Task requirements:
• A. According to the MIKASA-Base page, which API is the benchmark built on?
• B. Write out the part of the MIKASA-Base page that begins at the words "# use predefined" and stops after "action = env.action_space.sample()".

MIKASA-Base

Unified Benchmark for Memory-Intensive Tasks

Overview

MIKASA-Base is a unified benchmark for memory-intensive tasks in reinforcement learning. It standardizes various memory-demanding environments into a single platform to systematically evaluate agent memory.

Key Features

Diverse Memory Testing: Covers four fundamental memory types:
- Object Memory
- Spatial Memory
- Sequential Memory
- Memory Capacity
Built on the Gymnasium API, providing:
- Consistent and standardized environment interfaces
- Ease of integration with a variety of RL algorithms
- Flexibility for future extensions and customizations

List of Tasks

For a detailed description of the tasks, see Tasks description

Quick Start

Installation

git clone git@github.com:CognitiveAISystems/MIKASA-Base.git
cd MIKASA-Base
pip install .

Basic Usage

import mikasa_base
import gymnasium as gym

# custom task configuration
# env_id = 'MemoryLength-v0'
# env_kwargs = {'memory_length': 10, 'num_bits': 1}

# use predefined task
env_id = 'MemoryLengthHard-v0'
seed = 123

env = gym.make(env_id)

obs, _ = env.reset(seed)

for i in range(101):
    action = env.action_space.sample()
    obs, reward, terminated, truncated, info = env.step(action)

env.close()

Vectorize enviroments

import mikasa_base
import gymnasium as gym

def make_env(env_id, idx, capture_video, run_name, env_kwargs):
    def thunk():
        if capture_video and idx == 0:
            env = gym.make(env_id, render_mode="rgb_array", **env_kwargs)
            env = gym.wrappers.RecordVideo(env, f"videos/{run_name}")
        else:
            env = gym.make(env_id, **env_kwargs)
        env = gym.wrappers.RecordEpisodeStatistics(env)
        return env
    return thunk

num_envs = 8
env_id = 'MemoryLengthHard-v0'
seed = 123
env_kwargs = {}

envs = gym.vector.AsyncVectorEnv(
    [make_env(env_id, i, False, 'test', env_kwargs) for i in range(num_envs)],
)

obs, _ = envs.reset(seed)

for i in range(101):
    actions = envs.action_space.sample()
    obs, reward, terminated, truncated, info = envs.step(actions)

envs.close()

Example of Training

Code for PPO training is adapted from CleanRL

PPO with MLP

python3 baselines/ppo/ppo_mlp.py \
    --env_id='MemoryLength-v0' \
    --env_kwargs memory_length 20 num_bits 1 \
    --num_envs 128 --total_timesteps 10_000_000 \
    --num_steps 21 \
    --num_eval_steps 21

PPO with LSTM

python3 baselines/ppo/ppo_lstm.py \
    --env_id='MemoryLength-v0' \
    --env_kwargs memory_length 20 num_bits 1 \
    --num_envs 128 --total_timesteps 10_000_000 \
    --num_steps 21 \
    --num_eval_steps 21

Citation

If you find our work useful, please cite our paper:

@misc{cherepanov2025mikasa,
      title={Memory, Benchmark & Robots: A Benchmark for Solving Complex Tasks with Reinforcement Learning}, 
      author={Egor Cherepanov and Nikita Kachaev and Alexey K. Kovalev and Aleksandr I. Panov},
      year={2025},
      eprint={2502.10550},
      archivePrefix={arXiv},
      primaryClass={cs.LG},
      url={https://arxiv.org/abs/2502.10550}, 
}

References

This repository's code is based on and inspired by the work available in the following projects:

We would like to express our gratitude to the developers of these projects for providing valuable resources and inspiration.

Items:
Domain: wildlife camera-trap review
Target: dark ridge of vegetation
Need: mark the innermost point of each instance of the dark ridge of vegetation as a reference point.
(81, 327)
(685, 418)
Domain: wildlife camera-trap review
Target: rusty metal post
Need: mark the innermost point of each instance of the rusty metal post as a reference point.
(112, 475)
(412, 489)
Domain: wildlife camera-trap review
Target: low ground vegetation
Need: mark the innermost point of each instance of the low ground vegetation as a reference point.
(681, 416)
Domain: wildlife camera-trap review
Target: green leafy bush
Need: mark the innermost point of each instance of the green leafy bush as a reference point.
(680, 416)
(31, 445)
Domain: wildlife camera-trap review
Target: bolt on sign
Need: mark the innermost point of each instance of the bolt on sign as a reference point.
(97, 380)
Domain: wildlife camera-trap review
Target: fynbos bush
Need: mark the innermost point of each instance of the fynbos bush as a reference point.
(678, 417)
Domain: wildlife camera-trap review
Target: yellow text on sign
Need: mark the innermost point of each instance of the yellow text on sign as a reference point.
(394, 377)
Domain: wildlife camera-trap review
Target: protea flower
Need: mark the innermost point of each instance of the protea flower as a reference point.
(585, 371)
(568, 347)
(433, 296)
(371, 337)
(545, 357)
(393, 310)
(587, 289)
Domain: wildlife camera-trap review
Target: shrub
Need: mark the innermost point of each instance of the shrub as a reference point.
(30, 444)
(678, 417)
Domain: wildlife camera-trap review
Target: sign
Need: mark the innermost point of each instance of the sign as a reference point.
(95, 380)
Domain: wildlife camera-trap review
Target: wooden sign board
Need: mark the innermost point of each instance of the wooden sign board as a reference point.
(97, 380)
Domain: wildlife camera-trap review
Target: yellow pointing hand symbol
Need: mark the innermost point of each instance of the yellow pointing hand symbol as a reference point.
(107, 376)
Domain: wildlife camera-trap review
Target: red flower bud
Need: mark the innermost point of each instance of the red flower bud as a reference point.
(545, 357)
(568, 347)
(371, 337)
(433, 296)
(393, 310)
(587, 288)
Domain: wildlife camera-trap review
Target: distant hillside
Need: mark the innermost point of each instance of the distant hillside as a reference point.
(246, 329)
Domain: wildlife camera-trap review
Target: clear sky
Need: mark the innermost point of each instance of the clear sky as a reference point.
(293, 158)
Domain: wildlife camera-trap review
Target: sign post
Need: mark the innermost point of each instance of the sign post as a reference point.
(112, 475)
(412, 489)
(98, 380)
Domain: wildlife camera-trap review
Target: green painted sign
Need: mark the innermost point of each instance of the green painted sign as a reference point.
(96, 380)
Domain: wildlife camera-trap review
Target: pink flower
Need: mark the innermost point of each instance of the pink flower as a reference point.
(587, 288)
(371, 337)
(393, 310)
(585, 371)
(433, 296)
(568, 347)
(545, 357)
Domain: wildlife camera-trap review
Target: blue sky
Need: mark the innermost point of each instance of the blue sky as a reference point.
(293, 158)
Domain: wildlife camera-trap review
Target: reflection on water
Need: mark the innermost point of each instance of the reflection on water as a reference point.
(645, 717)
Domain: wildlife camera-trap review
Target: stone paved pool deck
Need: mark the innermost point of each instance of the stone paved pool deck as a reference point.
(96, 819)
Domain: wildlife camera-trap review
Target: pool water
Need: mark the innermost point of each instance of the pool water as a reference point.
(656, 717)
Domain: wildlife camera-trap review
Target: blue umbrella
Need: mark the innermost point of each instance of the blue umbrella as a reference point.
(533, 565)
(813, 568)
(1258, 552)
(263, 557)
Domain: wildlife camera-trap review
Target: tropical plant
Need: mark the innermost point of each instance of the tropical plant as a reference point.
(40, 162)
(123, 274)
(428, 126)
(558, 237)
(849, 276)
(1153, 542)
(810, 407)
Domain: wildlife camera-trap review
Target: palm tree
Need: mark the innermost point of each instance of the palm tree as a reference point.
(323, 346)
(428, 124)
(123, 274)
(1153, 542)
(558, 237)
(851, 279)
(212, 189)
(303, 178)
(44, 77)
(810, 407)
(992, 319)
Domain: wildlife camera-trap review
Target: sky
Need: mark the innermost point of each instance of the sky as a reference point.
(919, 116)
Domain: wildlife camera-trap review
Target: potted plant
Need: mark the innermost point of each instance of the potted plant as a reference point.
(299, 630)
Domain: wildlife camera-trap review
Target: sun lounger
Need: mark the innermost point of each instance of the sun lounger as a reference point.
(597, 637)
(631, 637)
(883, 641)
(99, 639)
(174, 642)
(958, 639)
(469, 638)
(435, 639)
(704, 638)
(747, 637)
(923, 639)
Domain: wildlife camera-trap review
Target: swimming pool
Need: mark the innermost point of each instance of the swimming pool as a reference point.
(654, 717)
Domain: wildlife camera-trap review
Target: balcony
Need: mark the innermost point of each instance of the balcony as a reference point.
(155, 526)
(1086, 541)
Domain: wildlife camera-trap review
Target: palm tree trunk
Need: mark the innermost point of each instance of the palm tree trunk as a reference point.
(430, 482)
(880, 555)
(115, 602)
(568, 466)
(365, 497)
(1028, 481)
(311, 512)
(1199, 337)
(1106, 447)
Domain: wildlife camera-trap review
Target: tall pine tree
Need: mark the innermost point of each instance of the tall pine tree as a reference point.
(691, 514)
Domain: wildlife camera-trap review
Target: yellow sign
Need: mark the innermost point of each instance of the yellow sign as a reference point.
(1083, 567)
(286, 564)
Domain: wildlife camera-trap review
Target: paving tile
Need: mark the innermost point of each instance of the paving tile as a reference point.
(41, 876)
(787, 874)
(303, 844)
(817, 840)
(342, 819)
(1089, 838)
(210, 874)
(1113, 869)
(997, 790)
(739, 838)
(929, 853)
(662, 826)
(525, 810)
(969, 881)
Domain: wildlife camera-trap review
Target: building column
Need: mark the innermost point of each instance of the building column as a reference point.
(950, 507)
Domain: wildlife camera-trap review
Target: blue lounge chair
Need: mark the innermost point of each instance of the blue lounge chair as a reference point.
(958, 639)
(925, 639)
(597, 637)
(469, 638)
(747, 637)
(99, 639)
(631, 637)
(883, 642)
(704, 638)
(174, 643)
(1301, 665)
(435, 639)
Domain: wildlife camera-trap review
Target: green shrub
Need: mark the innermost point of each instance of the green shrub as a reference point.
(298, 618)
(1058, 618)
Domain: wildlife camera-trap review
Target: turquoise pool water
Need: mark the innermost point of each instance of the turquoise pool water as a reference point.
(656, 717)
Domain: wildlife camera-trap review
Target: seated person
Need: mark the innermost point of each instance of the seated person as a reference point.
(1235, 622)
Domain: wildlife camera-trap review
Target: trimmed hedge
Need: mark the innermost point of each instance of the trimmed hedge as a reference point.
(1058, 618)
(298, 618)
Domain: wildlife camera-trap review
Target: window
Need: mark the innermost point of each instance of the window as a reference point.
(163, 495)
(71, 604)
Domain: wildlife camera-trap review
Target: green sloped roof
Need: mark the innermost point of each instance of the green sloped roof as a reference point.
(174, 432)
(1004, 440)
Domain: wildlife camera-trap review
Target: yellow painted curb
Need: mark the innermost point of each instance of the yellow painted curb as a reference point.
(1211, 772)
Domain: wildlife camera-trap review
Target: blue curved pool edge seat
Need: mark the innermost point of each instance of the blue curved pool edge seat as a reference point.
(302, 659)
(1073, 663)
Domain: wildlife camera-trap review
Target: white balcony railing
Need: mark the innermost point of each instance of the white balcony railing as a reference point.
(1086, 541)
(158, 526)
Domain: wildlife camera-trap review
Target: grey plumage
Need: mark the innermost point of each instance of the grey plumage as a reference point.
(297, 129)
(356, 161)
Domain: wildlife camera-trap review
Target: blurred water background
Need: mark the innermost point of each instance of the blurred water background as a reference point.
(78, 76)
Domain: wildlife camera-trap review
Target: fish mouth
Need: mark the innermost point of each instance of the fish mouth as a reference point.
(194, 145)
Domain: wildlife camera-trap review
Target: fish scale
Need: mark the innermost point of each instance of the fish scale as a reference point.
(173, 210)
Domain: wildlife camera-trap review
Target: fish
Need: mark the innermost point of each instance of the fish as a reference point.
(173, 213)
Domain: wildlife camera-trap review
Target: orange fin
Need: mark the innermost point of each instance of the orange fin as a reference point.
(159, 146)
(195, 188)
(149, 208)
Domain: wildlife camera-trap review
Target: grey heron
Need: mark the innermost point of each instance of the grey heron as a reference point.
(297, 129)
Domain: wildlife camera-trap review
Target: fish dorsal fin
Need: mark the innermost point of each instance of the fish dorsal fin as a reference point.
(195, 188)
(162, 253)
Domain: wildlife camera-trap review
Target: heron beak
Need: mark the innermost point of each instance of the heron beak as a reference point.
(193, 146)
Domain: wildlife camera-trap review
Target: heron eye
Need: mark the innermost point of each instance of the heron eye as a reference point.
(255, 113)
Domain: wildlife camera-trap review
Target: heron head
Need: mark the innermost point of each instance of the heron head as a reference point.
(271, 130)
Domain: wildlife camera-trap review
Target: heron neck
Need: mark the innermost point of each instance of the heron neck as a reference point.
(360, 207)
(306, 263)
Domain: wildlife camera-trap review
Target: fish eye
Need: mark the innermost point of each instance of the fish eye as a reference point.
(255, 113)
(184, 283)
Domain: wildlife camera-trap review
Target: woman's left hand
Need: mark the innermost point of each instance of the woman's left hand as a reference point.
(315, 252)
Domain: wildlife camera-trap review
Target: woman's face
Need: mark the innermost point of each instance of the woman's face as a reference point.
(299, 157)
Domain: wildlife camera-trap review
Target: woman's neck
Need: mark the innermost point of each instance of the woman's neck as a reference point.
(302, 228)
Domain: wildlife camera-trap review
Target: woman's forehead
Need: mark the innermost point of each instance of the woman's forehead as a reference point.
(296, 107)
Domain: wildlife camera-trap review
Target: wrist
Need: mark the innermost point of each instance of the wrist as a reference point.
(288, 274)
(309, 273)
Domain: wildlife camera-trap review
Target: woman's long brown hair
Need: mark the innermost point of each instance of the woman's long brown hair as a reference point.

Responses by task:
• A. The Gymnasium API.

• B.
# use predefined task
env_id = 'MemoryLengthHard-v0'
seed = 123

env = gym.make(env_id)

obs, _ = env.reset(seed)

for i in range(101):
    action = env.action_space.sample()